● **Exercise details**: Every line of the data below is to be duplicated exactly, pictures excepted.

● **Records for this task**:
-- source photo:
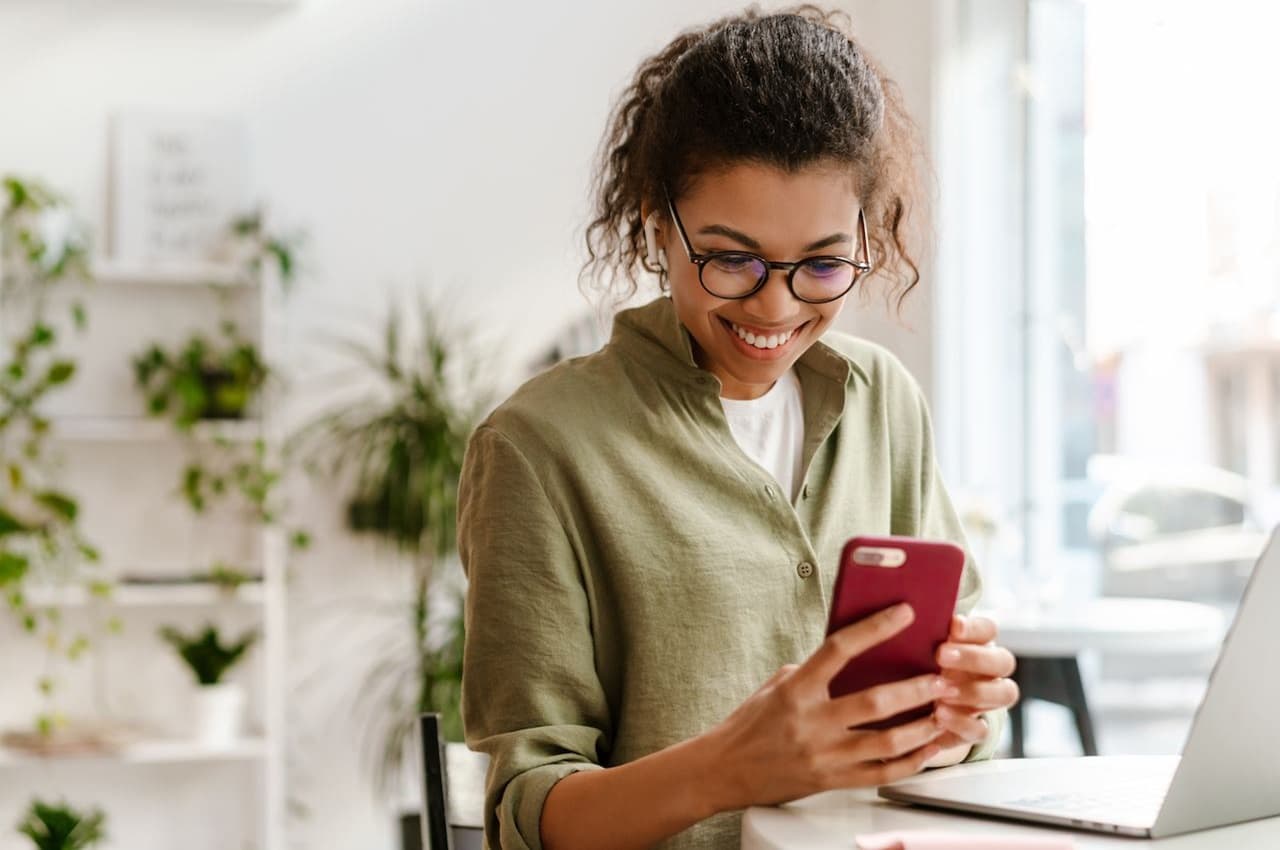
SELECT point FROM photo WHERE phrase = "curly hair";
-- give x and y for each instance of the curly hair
(789, 88)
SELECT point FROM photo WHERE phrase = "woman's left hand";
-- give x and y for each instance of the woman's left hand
(981, 670)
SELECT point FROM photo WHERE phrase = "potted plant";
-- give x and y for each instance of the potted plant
(60, 827)
(204, 379)
(219, 709)
(401, 449)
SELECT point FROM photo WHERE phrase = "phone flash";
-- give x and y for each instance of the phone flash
(880, 557)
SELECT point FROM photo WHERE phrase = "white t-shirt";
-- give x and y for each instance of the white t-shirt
(771, 429)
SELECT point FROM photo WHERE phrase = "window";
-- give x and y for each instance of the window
(1110, 296)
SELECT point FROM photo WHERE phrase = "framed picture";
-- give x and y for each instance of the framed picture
(176, 183)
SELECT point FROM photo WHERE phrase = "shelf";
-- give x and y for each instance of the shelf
(169, 274)
(159, 595)
(155, 752)
(136, 429)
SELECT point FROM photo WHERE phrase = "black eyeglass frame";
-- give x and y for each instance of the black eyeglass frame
(700, 260)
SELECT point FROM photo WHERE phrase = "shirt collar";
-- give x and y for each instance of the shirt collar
(656, 325)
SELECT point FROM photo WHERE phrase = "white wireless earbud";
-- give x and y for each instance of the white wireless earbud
(654, 255)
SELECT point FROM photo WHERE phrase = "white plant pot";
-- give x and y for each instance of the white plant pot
(219, 712)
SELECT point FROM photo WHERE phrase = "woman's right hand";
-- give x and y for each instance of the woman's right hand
(791, 739)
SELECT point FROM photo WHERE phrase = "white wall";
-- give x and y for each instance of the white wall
(420, 144)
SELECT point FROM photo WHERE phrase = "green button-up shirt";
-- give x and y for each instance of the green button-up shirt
(634, 575)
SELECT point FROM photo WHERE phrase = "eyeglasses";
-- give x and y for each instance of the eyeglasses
(740, 274)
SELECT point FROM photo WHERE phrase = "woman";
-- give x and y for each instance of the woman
(650, 533)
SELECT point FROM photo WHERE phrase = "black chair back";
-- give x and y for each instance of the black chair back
(435, 794)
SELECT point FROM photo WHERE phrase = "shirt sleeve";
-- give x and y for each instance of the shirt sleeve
(940, 521)
(530, 694)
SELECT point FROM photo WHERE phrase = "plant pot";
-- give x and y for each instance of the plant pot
(219, 714)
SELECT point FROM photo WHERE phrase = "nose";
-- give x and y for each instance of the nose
(773, 301)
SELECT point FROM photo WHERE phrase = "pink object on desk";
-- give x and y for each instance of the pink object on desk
(935, 840)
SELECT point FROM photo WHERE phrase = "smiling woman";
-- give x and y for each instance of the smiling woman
(650, 533)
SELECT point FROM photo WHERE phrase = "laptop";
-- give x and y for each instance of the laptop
(1229, 769)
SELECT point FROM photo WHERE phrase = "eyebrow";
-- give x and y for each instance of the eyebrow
(720, 229)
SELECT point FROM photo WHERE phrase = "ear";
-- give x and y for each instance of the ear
(654, 256)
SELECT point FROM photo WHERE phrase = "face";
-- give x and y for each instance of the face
(782, 216)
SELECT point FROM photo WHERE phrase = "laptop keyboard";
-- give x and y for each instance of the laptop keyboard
(1130, 801)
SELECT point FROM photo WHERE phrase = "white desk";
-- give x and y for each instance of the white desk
(830, 822)
(1048, 645)
(1111, 625)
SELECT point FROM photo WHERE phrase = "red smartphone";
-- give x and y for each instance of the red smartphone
(877, 574)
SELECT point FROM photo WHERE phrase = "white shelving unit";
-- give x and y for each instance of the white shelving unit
(119, 429)
(96, 438)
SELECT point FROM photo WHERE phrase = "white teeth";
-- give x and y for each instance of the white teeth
(762, 342)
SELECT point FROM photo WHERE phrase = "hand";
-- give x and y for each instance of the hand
(791, 739)
(979, 670)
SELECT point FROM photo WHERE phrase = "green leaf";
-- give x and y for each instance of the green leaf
(13, 567)
(60, 373)
(9, 524)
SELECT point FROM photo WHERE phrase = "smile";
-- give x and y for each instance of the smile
(763, 341)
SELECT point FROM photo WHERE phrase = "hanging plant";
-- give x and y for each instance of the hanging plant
(402, 451)
(42, 251)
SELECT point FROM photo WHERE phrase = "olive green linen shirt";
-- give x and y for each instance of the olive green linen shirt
(634, 575)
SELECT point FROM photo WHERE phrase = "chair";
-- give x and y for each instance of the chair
(452, 812)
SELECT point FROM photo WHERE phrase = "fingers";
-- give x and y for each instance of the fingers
(872, 773)
(853, 640)
(890, 744)
(993, 662)
(960, 725)
(782, 672)
(983, 694)
(973, 630)
(883, 702)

● **Solution for this task**:
-- source photo:
SELECT point FROM photo WHERE phrase = "curly hair";
-- give x and y for each instance of the curly hair
(789, 88)
SELECT point FROM photo WHERE phrase = "woman's left hand";
-- give x and y for each instance of the woman's left hand
(981, 670)
SELECT point FROM photo WHERE phrase = "potted plant";
-- give x and y for each instance of the potted plant
(60, 827)
(204, 379)
(219, 709)
(401, 449)
SELECT point FROM photo WHERE phrase = "phone flash";
-- give x and y for each instance of the phone flash
(880, 557)
SELECT point FROM photo WHERE phrase = "white t-shirt";
-- give x and y for each instance of the white t-shirt
(771, 429)
SELECT point FROM photo WHERE phrase = "window";
-- give x and y for each instance of the window
(1110, 296)
SELECT point FROM photo WHERE phrase = "framed picture";
-- give x and y for each instance of the framed picture
(176, 183)
SELECT point FROM photo WHERE phrase = "shelf";
-- give x and y for each instance of the shelf
(169, 274)
(159, 595)
(155, 752)
(136, 429)
SELECT point FROM photo WHERE phrase = "black eyeglass frame";
-- give x and y for each instance of the black eyeglass frame
(700, 260)
SELECT point FROM photo WHERE phrase = "shirt collar";
-- give x and y for each instance of the shirt collar
(656, 325)
SELECT point FROM photo WHERE phrase = "white wireless earbud";
-- give x and y for each instance of the white wireless earbud
(654, 255)
SELECT point FROM photo WHERE phrase = "white plant pot";
-- give x and y for each instance of the white plant pot
(219, 712)
SELECT point FROM photo WHERE phrase = "woman's right hand";
-- give x and y for each instance of the woman's right hand
(791, 739)
SELECT point FROM photo WHERE phrase = "white wall";
-- give x and y for each instance of the white wall
(420, 144)
SELECT point FROM photo WHERE phrase = "green button-up shirt";
-- give x and y for each instance of the green button-up shirt
(634, 575)
SELECT point FROM photo WHERE phrase = "eyeglasses";
-- give x and y for each instance of the eyeglasses
(740, 274)
SELECT point FROM photo WHERE phrase = "woman";
-- give x and y for each instance of the woman
(650, 533)
SELECT point FROM photo WHERE phrase = "black chair back";
-- give x and y for each instance of the black chair back
(435, 794)
SELECT point FROM photo WHERE phrase = "shirt sleeve";
-- give x and y for each instance of the shirt sleeve
(940, 521)
(530, 694)
SELECT point FROM photo WHERE phrase = "plant pot";
-- give x and y for each instance of the plant pot
(219, 714)
SELECT point FROM photo WHERE phrase = "nose";
-- give x and y for each instance of the nose
(773, 301)
SELECT point FROM photo WHERE phrase = "pink object on desk";
-- give x and y for each instance of the pink object on desk
(935, 840)
SELECT point FROM photo WHERE phrase = "smiling woman";
-- give x and y for each instance of the smiling woman
(650, 533)
SELECT point FROM photo WHERE phrase = "laptop";
-- give x and y for each instance of the laptop
(1229, 769)
SELECT point FROM photo WHERE phrase = "eyebrow";
-- give x and y for each instance of the eyebrow
(720, 229)
SELECT point FROM photo WHERE phrase = "ear";
-- give x and y for each instance of the ear
(654, 256)
SELECT point FROM photo WHERE phrase = "face";
-- give x and y for each instance of the face
(782, 216)
SELECT point FROM photo WHERE phrase = "laptop keyboard";
-- give x and y for each instance of the laptop keyboard
(1130, 801)
SELECT point FROM photo WHERE phrase = "white desk";
-- give x and y for each instance of the white desk
(830, 822)
(1048, 645)
(1111, 625)
SELECT point FROM photo WHERE phrase = "red smartphone";
-- give x and y for each instance of the red smartphone
(877, 574)
SELECT point FROM photo WHERE phrase = "white shelving unit";
-- give x and y for each instance of the white shelving unit
(119, 429)
(96, 438)
SELECT point FROM photo WHERE phrase = "white teeth";
-- give x and y for each instance of the white teeth
(762, 342)
SELECT point FROM photo WHERE phrase = "hand";
-- give x and y for each instance of the hand
(791, 739)
(979, 670)
SELECT point FROM photo WHERE phrase = "green leaf";
-- give x and y for each instance of the green leaf
(13, 567)
(60, 373)
(9, 524)
SELECT point FROM photo WHERE phrase = "smile";
-- give x and y for each instance of the smile
(763, 341)
SELECT point FROM photo WHERE phrase = "hanging plant";
-- give x and y for each instance of the hanging plant
(402, 451)
(42, 251)
SELECT point FROM photo WHERE phrase = "olive green linen shirt";
-- give x and y for each instance of the olive green linen shirt
(634, 575)
SELECT point FROM photo WHERE phrase = "chair";
-- give x and y for each instance of the chair
(452, 812)
SELECT point FROM photo WHERE phrase = "fingers";
-- give x and y for each instance of the fingers
(872, 773)
(853, 640)
(890, 744)
(993, 662)
(960, 725)
(782, 672)
(983, 694)
(973, 630)
(883, 702)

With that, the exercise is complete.